» What is being asked:
Please copy out every line in the records below that includes the word "wedding".

Records from a dataset:
========
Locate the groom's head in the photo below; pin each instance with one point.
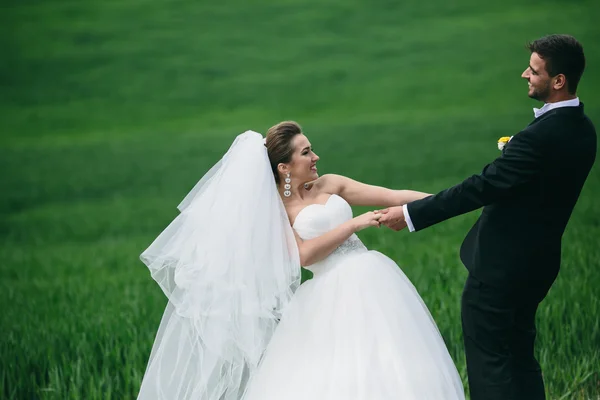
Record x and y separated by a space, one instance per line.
555 67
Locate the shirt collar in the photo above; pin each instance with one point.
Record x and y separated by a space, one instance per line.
551 106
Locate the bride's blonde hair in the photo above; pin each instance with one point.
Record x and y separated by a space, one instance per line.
279 144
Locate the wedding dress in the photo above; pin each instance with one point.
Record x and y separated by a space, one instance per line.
239 326
357 331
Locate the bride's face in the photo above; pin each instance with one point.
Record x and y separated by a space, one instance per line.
302 167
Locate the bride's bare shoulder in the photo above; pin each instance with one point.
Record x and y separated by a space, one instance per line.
328 183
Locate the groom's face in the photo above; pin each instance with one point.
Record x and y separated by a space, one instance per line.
537 77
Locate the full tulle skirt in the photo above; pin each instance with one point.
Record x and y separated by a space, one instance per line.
357 331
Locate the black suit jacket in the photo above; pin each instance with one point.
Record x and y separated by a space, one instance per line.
528 195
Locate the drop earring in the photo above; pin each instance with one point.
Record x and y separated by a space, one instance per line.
287 186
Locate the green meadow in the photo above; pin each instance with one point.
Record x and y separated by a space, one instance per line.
111 111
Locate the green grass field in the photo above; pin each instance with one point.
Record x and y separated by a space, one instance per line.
111 111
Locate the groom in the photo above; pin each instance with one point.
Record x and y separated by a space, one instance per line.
512 252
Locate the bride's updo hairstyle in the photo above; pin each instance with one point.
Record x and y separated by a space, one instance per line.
279 144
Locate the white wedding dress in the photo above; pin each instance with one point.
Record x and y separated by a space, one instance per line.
357 331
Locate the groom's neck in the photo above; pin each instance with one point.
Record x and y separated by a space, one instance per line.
560 96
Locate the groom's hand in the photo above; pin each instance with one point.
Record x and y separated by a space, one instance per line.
393 218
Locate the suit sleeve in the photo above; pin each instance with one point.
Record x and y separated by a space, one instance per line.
520 163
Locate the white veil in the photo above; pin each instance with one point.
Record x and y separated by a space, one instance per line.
228 264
========
» Task answer:
Locate the wedding dress in the photo above; pin each instance with one point.
Locate the white wedding dress in the photo above; pin each instance with one point.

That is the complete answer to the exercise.